▸ REQUIRED WORK
a - List every instruction mnemonic that appears in the lecture on 6809 stacks, such as STA.
b - Translate this sentence from the lecture on 6809 stacks into Spanish: "Both stacks in the 6809 build downwards and pop upwards."
c - Write what comes next in the lecture on 6809 stacks, picking up after its final sentence.

▸ TEXT BLOCK
──────────────────────────────

Microprocessors Lecture 6

The 6809 Stacks

The 6809 provides two stacks. One is pointed at by the S register (16 bits long) and is known as the system stack pointer, and the other is pointed at by U, being known as the user stack pointer. All subroutine calls and interrupts use the system stack pointer, leaving the user stack pointer at the disposal of the user. We may use U as an index register (rather more powerful than X or Y) or use it to implement a second stack, wnicn is useful for a variety of purposes. Alternatively, the two stacks may be reserved for the use of an operating system or monitor, and the user himself (the O.S. uses EXG to swap them over).

Both stacks in the 6809 build downwards and pop upwards. At any time the stack pointer points at the location above that into which the next byte will be pushed. So, the push sequence is; decrement the stack pointer, then enter the byte where the pointer now points. The pull (or pop) sequence is the direct opposite; the byte is read from the location pointed at by the pointer, and then the pointer is incremented,

e.g. the following are equivalent in function:

                            STA     ,-S        =>      PSHS  A
                            LDA     ,S+        =>      PULS  A
Any information on the stack may be accessed using the indexed addressing mode. The top of the stack may always be looked at using the operand S (or U). Other bytes (or words) on the stack may be accessed using an offset from S or U. This offset may be a constant or be held in a register, A, B or D (a sixteen bit register pair),
                            LDA      4,S           ; 5th byte down on stack
                            LDA      B,U           ; U offset by B
The stack pointers themselves may be manipulated using the LEAS and LEAU instructions, which take only the indexed addressing mode. Either stack pointer may be incremented or decremented using these instructions:
                            LEAS      ,S+          ; Increments S
                            LEAU     4,U           ; Adds 4 to U
Many operations may be done directly on data stored on the stack, using the indexed mode, with U or S as the base register (after the comma). To write re-entrant code which uses locations in memory to store temporary variables, it is necessary to allocate this space on the stack to ensure that each invocation of the routine gets a new area of memory for its variables. Variables whose space is allocated way are called "automatic" variables because the actual locations used are automatically allocated each time the routine is called.

The stack may also be used to pass parameters to a routine and to receive the results. The calling routine must allocate space on the stack for the parameters and then call the subroutine. The subroutine then picks up the parameters from the stack, processes them and returns. The calling routine must then fiddle the stack, using LEAS, to restore the stack to its original state. If results are required, the calling routine must also allocate space on the stack for them, and deallocate the space when the subroutine has returned, as for the parameters. The locations for the parameters and results are then reached via a constant offset from S.

Making the Most of your Stack

The stack has many uses, the most obvious of which is as a Last-In First-Out storage area for subroutine return addresses. It is also very useful for temporarily storing data, to free registers for other uses. Another use of the stack is to enable subroutines to be written which call themselves. Before doing this, the routine must store away any data to be preserved, and then execute the call. On returning from itself (!) it can restore the saved registers by popping them off the stack again. The example which follows illustrates one application of this method.

──────────────────────────────

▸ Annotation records
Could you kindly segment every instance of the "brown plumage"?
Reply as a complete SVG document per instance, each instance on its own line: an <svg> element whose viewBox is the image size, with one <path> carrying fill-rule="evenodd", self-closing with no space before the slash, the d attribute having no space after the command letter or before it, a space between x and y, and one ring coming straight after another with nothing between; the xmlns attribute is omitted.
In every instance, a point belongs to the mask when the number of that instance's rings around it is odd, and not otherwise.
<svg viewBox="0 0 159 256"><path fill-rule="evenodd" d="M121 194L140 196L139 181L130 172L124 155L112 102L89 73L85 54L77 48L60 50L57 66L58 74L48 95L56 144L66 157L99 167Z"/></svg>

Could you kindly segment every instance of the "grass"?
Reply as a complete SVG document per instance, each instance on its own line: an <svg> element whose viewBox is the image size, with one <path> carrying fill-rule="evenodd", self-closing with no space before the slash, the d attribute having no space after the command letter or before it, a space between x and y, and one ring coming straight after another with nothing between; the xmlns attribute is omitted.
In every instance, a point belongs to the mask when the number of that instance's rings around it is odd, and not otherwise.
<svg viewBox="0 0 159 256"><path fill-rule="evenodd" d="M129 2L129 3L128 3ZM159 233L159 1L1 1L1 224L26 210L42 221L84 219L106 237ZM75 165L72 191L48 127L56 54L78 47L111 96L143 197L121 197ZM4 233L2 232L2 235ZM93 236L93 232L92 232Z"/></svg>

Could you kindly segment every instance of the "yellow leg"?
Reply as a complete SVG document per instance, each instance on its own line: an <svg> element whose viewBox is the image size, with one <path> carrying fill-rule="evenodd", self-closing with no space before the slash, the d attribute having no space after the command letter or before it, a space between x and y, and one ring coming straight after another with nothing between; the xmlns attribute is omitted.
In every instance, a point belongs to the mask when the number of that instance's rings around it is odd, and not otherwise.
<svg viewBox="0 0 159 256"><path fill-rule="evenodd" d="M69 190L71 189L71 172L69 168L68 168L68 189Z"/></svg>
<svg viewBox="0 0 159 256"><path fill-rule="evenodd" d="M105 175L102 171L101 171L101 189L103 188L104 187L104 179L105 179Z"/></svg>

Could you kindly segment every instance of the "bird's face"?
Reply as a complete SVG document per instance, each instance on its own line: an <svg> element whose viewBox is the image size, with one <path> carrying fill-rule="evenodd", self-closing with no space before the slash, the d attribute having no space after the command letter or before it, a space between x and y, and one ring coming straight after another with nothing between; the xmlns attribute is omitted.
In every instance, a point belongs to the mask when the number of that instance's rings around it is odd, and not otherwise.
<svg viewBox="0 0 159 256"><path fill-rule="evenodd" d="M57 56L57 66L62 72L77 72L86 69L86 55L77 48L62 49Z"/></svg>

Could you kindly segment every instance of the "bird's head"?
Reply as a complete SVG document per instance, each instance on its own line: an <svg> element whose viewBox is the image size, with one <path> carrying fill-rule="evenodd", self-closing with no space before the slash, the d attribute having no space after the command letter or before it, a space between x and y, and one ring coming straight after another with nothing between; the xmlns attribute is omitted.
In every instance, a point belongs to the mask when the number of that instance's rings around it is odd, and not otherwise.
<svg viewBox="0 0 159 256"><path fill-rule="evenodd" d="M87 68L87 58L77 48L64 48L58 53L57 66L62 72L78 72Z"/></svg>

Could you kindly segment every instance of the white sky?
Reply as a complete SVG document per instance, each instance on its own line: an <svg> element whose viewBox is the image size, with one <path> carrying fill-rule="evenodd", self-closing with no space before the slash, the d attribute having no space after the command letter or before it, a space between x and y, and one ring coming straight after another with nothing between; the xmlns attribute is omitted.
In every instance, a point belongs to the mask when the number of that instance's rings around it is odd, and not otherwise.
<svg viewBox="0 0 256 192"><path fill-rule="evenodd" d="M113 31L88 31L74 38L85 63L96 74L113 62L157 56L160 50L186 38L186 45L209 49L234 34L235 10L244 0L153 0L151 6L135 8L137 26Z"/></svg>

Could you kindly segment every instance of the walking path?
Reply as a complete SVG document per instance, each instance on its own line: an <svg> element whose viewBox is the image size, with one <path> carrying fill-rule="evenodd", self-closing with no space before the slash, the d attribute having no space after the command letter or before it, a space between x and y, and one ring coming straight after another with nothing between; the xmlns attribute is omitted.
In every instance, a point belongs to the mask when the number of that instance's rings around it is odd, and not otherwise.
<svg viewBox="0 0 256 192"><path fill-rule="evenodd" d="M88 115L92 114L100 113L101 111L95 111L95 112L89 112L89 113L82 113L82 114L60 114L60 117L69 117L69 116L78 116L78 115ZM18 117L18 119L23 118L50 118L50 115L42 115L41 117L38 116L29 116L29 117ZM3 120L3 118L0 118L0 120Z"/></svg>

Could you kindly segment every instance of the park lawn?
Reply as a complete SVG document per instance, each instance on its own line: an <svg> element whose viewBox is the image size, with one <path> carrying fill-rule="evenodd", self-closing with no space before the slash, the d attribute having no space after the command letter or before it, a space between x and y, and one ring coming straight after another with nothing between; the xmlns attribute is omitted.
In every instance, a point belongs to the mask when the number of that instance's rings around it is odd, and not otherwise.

──────────────────────────────

▸ EXPECTED RESPONSES
a - STA, PSHS, LDA, PULS, EXG, LEAS, LEAU

b - Ambas pilas del 6809 crecen hacia abajo y se desapilan hacia arriba.

c -
In computing, it is often necessary to print out a number in decimal format. As numbers are stored inside the processor in binary form, some kind of conversion is required before the number may be printed. The standard way of converting a number into a string of digits is by successive division by the radix (in this case, 10). The remainders yielded by these divisions are the digits of the converted number, e.g.
                   Number to be converted:       $3F5A
                   Divide by ten:                 $655  remainder 8
                   Divide by ten again:            $A2  remainder 1
                   Divide by ten yet again:        $1O  remainder 2
                   Divide by ten one more time:     $1  remainder 6
                   Positively the last time:        $O  remainder 1

                   So $3F5A, when converted to decimal is 16218
The major drawback to this method is that the digits are not generated in a convenient order. We would like them to be generated most significant digit first, so that we can print them as we produce them, but this method yields the least significant digit first. So we need to reverse the order of the digits before printing them. Needless to say there are many different ways of achieving this end; we could store the digits as a list in memory and then print them out in reverse order, for example.

Another way would be to push the digits onto the stack as we generate them and then pop them off for printing when all the digits have been produced. Both these methods require that we maintain a digit counter to keep track of the number of digits we have generated, and the first method also requires a reserved area of memory for the use of the conversion routine. A third method will be explained below.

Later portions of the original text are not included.